[[ EXERCISE MATERIALS, beginning ]]

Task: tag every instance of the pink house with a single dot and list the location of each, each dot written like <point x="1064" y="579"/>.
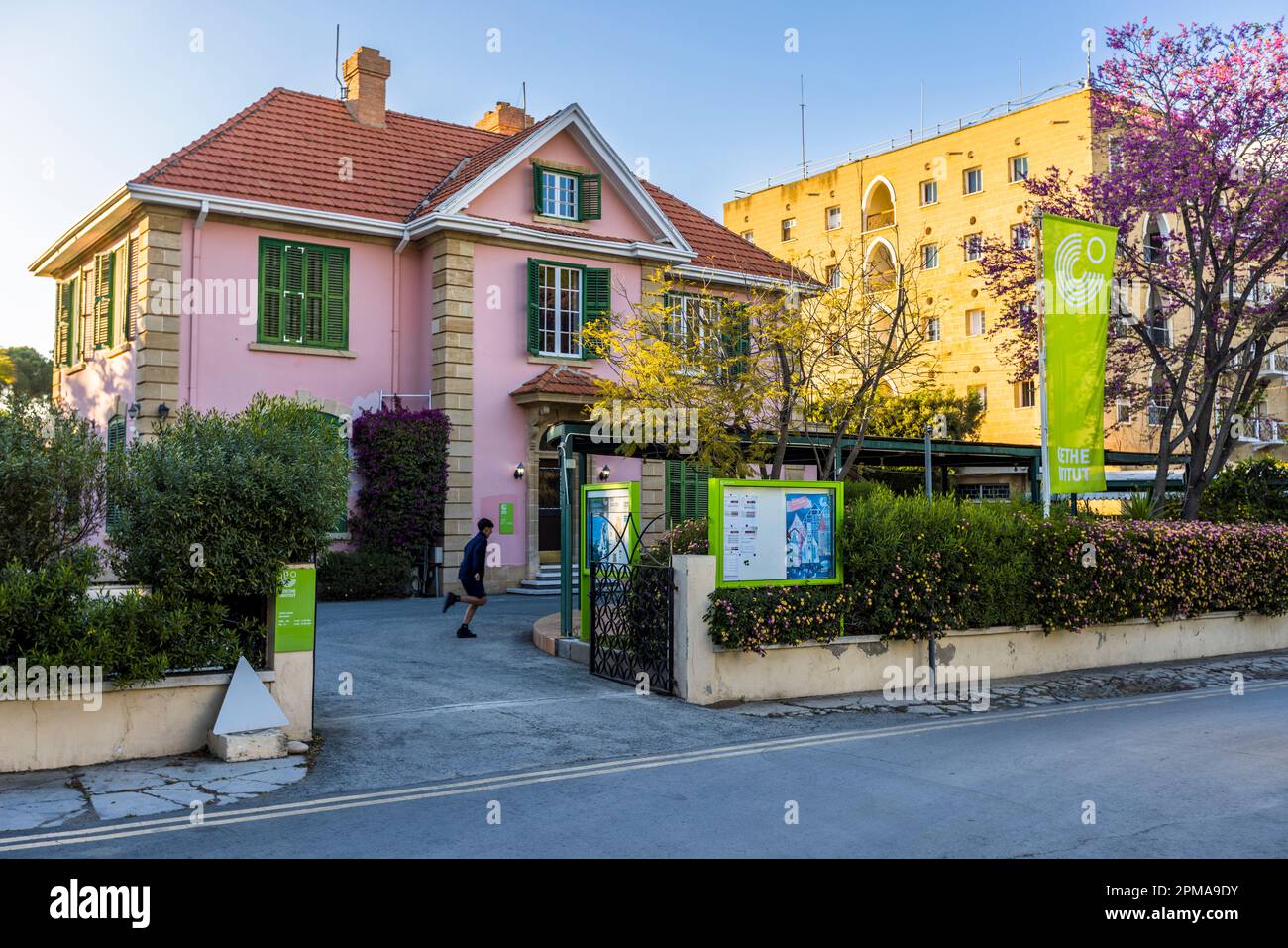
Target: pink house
<point x="339" y="253"/>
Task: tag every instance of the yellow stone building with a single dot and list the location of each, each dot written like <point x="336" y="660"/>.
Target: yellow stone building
<point x="918" y="204"/>
<point x="918" y="200"/>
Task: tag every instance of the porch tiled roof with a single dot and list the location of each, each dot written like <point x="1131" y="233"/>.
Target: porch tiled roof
<point x="561" y="380"/>
<point x="290" y="149"/>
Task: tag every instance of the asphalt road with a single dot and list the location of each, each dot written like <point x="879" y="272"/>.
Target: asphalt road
<point x="490" y="749"/>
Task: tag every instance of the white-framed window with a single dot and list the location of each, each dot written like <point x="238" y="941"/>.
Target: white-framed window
<point x="558" y="194"/>
<point x="559" y="311"/>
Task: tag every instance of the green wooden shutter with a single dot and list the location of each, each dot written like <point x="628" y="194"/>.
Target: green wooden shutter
<point x="537" y="197"/>
<point x="596" y="301"/>
<point x="269" y="292"/>
<point x="132" y="290"/>
<point x="589" y="197"/>
<point x="313" y="294"/>
<point x="335" y="303"/>
<point x="686" y="492"/>
<point x="533" y="314"/>
<point x="103" y="273"/>
<point x="292" y="292"/>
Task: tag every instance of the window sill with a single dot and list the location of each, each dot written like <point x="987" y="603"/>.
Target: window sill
<point x="301" y="350"/>
<point x="545" y="360"/>
<point x="559" y="222"/>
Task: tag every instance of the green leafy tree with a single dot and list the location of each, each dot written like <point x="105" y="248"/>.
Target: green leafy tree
<point x="27" y="371"/>
<point x="907" y="416"/>
<point x="52" y="474"/>
<point x="215" y="505"/>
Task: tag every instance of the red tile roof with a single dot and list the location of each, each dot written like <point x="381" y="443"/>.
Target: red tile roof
<point x="290" y="149"/>
<point x="561" y="380"/>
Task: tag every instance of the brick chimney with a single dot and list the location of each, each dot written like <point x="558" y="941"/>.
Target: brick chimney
<point x="365" y="76"/>
<point x="505" y="119"/>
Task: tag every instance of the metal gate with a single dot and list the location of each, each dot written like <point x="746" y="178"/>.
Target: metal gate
<point x="631" y="623"/>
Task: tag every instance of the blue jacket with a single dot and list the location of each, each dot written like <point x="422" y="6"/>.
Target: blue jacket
<point x="475" y="559"/>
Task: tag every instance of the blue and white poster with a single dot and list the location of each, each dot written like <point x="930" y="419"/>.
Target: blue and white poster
<point x="809" y="536"/>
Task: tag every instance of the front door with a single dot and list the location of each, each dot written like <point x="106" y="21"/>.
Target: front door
<point x="548" y="509"/>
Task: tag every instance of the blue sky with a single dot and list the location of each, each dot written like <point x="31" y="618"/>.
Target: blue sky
<point x="98" y="91"/>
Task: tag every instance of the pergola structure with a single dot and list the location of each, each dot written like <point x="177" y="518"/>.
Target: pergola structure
<point x="575" y="442"/>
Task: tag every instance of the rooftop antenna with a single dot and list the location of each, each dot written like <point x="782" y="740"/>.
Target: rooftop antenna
<point x="804" y="175"/>
<point x="344" y="93"/>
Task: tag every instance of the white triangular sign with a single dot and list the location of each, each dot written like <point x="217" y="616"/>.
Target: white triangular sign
<point x="248" y="704"/>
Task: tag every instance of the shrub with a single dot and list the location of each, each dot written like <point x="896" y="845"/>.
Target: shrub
<point x="346" y="576"/>
<point x="1252" y="489"/>
<point x="52" y="474"/>
<point x="915" y="567"/>
<point x="48" y="617"/>
<point x="400" y="458"/>
<point x="254" y="489"/>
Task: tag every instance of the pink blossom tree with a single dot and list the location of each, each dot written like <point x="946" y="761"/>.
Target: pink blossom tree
<point x="1192" y="142"/>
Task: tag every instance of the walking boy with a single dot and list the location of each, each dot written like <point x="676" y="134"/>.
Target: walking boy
<point x="473" y="563"/>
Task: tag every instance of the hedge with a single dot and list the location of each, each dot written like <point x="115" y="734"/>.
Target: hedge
<point x="349" y="576"/>
<point x="48" y="617"/>
<point x="915" y="567"/>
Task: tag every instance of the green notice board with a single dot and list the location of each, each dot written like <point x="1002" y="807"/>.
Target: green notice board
<point x="609" y="526"/>
<point x="776" y="532"/>
<point x="294" y="613"/>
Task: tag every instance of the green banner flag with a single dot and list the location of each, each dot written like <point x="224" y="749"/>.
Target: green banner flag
<point x="1077" y="270"/>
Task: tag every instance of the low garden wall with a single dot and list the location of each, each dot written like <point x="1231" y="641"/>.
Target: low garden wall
<point x="708" y="674"/>
<point x="171" y="715"/>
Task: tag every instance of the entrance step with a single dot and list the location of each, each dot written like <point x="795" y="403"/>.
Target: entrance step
<point x="546" y="582"/>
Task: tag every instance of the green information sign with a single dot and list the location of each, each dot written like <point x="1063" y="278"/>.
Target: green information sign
<point x="294" y="612"/>
<point x="1077" y="269"/>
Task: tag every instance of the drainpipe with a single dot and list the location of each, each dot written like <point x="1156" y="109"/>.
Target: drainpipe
<point x="193" y="322"/>
<point x="397" y="334"/>
<point x="565" y="540"/>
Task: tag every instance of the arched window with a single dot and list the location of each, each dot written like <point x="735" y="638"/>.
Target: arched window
<point x="880" y="266"/>
<point x="1159" y="397"/>
<point x="1155" y="239"/>
<point x="879" y="205"/>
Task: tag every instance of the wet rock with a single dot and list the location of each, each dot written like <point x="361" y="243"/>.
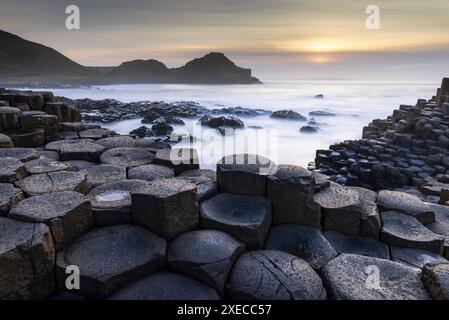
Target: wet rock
<point x="167" y="207"/>
<point x="244" y="174"/>
<point x="111" y="202"/>
<point x="11" y="170"/>
<point x="415" y="257"/>
<point x="83" y="150"/>
<point x="67" y="214"/>
<point x="104" y="173"/>
<point x="357" y="245"/>
<point x="166" y="286"/>
<point x="288" y="115"/>
<point x="44" y="165"/>
<point x="405" y="231"/>
<point x="347" y="277"/>
<point x="26" y="260"/>
<point x="111" y="257"/>
<point x="9" y="196"/>
<point x="274" y="275"/>
<point x="128" y="157"/>
<point x="39" y="184"/>
<point x="22" y="154"/>
<point x="205" y="255"/>
<point x="436" y="280"/>
<point x="405" y="203"/>
<point x="151" y="172"/>
<point x="291" y="191"/>
<point x="244" y="217"/>
<point x="304" y="242"/>
<point x="180" y="159"/>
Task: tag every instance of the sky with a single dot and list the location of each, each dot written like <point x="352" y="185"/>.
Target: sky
<point x="278" y="39"/>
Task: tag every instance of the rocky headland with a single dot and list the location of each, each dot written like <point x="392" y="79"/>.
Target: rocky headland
<point x="140" y="219"/>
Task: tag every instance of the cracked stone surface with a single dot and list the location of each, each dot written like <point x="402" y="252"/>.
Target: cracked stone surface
<point x="304" y="242"/>
<point x="244" y="174"/>
<point x="26" y="260"/>
<point x="111" y="257"/>
<point x="167" y="207"/>
<point x="166" y="286"/>
<point x="111" y="202"/>
<point x="291" y="190"/>
<point x="128" y="157"/>
<point x="357" y="245"/>
<point x="39" y="184"/>
<point x="151" y="172"/>
<point x="205" y="255"/>
<point x="67" y="214"/>
<point x="355" y="277"/>
<point x="402" y="230"/>
<point x="407" y="204"/>
<point x="274" y="275"/>
<point x="248" y="218"/>
<point x="9" y="196"/>
<point x="11" y="169"/>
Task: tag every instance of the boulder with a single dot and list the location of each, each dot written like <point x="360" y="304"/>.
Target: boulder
<point x="39" y="184"/>
<point x="205" y="255"/>
<point x="111" y="202"/>
<point x="407" y="204"/>
<point x="11" y="170"/>
<point x="357" y="245"/>
<point x="436" y="279"/>
<point x="248" y="218"/>
<point x="402" y="230"/>
<point x="128" y="157"/>
<point x="109" y="258"/>
<point x="67" y="214"/>
<point x="291" y="191"/>
<point x="165" y="286"/>
<point x="304" y="242"/>
<point x="356" y="277"/>
<point x="180" y="159"/>
<point x="273" y="275"/>
<point x="26" y="260"/>
<point x="9" y="196"/>
<point x="151" y="172"/>
<point x="82" y="150"/>
<point x="244" y="174"/>
<point x="167" y="207"/>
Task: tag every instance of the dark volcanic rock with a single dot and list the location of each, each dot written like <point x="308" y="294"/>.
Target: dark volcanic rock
<point x="355" y="277"/>
<point x="246" y="218"/>
<point x="167" y="207"/>
<point x="26" y="260"/>
<point x="274" y="275"/>
<point x="111" y="257"/>
<point x="166" y="286"/>
<point x="68" y="214"/>
<point x="205" y="255"/>
<point x="304" y="242"/>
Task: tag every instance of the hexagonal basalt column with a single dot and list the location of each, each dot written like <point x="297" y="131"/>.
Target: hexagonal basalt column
<point x="168" y="207"/>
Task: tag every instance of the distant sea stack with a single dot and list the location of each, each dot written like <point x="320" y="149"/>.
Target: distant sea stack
<point x="22" y="61"/>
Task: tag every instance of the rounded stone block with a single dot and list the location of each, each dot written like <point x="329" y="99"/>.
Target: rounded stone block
<point x="167" y="207"/>
<point x="205" y="255"/>
<point x="274" y="275"/>
<point x="244" y="174"/>
<point x="248" y="218"/>
<point x="109" y="258"/>
<point x="68" y="214"/>
<point x="165" y="286"/>
<point x="304" y="242"/>
<point x="128" y="157"/>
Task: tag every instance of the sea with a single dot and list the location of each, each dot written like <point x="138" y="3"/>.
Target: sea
<point x="354" y="103"/>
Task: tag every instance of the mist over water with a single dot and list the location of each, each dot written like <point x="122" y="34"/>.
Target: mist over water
<point x="355" y="103"/>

[[ EXERCISE MATERIALS, end ]]

### ASSIGNMENT
Could you repeat, exactly and with nothing added, the lines from the top of the entries above through the line that holds "Task: tag every instance of the porch", leaving out any pictures?

### SOLUTION TO THIS TASK
Task: tag every instance of the pink house with a single dot and list the location of each, each dot written like <point x="1064" y="579"/>.
Target: pink house
<point x="339" y="253"/>
Task: tag every instance of the yellow stone building with a single dot and list the location of each, each dot written like <point x="336" y="660"/>.
Target: yellow stone building
<point x="918" y="204"/>
<point x="918" y="200"/>
Task: tag every instance of the porch tiled roof with a single dot and list the location of each, each dot written like <point x="1131" y="233"/>.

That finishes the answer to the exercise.